WHAT THIS TASK INVOLVES → List every field label in the metadata block of the bug report below.

You are viewing a plain text version of this content. The canonical link for it is here.

Posted to issues@spark.apache.org by "Wenchen Fan (JIRA)" <ji...@apache.org> on 2015/10/08 22:22:27 UTC

[jira] [Created] (SPARK-11013) SparkPlan may mistakenly register child plan's accumulators for SQL metrics

Wenchen Fan created SPARK-11013:
-----------------------------------

             Summary: SparkPlan may mistakenly register child plan's accumulators for SQL metrics
                 Key: SPARK-11013
                 URL: https://issues.apache.org/jira/browse/SPARK-11013
             Project: Spark
          Issue Type: Bug
          Components: SQL
            Reporter: Wenchen Fan


The reason is that: when we call RDD API inside SparkPlan, we are very likely to reference the SparkPlan in the closure and thus serialize and transfer a SparkPlan tree to executor side. When we deserialize it, the accumulators in child SparkPlan are also deserialized and registered, and always report zero value.

STORED DATA →
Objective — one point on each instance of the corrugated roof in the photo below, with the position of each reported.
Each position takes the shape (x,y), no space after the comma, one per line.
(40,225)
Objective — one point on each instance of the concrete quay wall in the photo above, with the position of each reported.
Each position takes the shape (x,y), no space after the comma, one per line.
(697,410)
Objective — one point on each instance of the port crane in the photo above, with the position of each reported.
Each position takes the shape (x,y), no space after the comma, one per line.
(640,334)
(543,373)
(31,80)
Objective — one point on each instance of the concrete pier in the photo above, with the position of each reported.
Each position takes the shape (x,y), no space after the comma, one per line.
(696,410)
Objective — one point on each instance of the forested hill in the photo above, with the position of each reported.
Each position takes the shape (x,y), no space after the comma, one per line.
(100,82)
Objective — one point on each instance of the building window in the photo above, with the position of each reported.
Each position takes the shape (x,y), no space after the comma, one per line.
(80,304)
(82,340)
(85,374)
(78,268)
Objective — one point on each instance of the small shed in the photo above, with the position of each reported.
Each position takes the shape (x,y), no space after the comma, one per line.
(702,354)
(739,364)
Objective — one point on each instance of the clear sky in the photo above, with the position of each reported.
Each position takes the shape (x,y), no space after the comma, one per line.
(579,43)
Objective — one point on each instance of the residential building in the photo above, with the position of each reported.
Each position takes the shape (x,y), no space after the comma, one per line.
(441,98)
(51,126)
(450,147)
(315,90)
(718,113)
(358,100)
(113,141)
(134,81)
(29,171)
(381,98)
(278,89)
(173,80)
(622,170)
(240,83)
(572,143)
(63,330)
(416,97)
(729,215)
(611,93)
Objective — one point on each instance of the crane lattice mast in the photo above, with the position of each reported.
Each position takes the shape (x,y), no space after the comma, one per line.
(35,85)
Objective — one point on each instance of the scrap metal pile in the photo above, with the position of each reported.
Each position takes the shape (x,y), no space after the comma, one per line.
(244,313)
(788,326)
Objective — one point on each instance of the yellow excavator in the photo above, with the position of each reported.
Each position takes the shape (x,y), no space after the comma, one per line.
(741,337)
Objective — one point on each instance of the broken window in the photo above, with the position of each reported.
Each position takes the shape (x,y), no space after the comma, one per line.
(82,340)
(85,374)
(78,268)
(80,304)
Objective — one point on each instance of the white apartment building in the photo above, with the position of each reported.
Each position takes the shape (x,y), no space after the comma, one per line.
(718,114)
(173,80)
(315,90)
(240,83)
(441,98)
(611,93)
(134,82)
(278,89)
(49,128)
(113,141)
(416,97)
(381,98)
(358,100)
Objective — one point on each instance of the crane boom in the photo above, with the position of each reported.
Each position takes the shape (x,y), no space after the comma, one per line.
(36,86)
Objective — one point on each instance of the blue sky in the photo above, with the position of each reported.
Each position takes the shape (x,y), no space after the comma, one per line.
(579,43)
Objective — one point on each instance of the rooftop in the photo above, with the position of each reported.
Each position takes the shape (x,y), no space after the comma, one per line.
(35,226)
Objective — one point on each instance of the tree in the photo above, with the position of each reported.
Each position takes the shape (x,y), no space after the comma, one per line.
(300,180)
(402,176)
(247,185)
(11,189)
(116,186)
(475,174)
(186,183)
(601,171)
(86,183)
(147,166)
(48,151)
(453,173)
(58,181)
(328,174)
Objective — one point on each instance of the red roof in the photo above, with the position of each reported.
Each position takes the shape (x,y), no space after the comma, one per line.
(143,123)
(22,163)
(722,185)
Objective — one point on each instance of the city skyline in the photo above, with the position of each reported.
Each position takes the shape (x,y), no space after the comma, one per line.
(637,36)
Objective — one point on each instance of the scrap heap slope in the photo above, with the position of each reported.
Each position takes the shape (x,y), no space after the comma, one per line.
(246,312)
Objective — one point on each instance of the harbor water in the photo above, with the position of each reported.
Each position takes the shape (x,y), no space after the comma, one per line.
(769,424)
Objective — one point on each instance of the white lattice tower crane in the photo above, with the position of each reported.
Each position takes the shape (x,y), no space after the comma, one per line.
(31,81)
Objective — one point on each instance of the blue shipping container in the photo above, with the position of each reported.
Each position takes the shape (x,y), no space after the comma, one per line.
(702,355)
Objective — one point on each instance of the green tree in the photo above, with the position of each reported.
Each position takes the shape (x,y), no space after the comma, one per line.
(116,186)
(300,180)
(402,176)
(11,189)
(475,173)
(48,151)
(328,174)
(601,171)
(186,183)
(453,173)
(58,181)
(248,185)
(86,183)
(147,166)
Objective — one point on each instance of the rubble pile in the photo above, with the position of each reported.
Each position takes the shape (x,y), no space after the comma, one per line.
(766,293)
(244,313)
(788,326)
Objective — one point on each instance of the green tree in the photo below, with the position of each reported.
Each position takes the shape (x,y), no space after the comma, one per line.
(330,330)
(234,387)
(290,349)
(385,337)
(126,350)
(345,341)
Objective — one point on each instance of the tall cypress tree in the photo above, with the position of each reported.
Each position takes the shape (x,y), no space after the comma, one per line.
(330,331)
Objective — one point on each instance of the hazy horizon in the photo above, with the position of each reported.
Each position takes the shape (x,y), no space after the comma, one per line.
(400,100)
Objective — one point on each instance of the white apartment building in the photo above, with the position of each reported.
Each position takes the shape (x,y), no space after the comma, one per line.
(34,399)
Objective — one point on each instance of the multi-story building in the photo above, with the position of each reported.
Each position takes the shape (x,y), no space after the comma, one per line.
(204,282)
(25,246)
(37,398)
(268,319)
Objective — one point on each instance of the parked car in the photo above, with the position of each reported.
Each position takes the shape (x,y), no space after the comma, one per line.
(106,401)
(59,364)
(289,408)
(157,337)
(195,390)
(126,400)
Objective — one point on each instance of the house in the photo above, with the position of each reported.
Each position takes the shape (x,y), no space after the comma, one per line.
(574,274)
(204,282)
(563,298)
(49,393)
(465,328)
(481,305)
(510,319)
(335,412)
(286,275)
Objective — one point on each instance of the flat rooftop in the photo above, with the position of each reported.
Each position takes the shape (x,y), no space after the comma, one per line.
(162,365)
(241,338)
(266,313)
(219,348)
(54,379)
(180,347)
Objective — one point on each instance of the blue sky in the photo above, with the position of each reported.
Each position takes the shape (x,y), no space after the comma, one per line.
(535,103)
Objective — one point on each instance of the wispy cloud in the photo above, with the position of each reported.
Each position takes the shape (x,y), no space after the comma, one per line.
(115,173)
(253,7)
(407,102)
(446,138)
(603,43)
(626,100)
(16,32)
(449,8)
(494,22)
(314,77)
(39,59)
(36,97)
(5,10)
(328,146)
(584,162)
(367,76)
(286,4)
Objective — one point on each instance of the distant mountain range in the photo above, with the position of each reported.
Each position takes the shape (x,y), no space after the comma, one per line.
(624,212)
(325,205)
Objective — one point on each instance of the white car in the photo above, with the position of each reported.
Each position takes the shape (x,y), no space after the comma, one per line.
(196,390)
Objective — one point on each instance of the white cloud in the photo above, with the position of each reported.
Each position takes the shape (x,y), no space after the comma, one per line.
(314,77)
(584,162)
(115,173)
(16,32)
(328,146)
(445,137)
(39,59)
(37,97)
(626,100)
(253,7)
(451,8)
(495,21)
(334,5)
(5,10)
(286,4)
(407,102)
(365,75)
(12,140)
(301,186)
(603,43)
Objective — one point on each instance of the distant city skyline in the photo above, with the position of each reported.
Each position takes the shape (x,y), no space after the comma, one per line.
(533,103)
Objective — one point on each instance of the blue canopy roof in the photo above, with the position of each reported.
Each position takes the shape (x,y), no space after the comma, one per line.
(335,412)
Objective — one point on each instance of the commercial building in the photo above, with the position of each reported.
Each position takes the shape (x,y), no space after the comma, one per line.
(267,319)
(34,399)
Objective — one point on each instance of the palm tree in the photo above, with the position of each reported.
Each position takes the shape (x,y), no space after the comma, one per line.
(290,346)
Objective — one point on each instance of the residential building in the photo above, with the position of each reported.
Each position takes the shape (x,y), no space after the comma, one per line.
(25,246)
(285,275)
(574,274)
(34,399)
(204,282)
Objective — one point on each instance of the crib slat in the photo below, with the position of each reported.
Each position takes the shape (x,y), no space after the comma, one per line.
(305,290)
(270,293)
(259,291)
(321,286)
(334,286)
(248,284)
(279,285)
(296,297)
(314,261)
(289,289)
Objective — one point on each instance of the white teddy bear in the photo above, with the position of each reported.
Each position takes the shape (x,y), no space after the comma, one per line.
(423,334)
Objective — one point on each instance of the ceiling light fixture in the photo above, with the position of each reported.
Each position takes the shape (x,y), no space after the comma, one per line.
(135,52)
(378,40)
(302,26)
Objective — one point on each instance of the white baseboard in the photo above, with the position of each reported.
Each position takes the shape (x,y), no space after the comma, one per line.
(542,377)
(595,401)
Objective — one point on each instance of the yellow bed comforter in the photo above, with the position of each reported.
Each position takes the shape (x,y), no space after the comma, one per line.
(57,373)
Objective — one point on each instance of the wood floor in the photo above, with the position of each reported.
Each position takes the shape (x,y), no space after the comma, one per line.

CORRECT RESPONSE → Summary, Key, URL, Project, Issue Type, Components, Reporter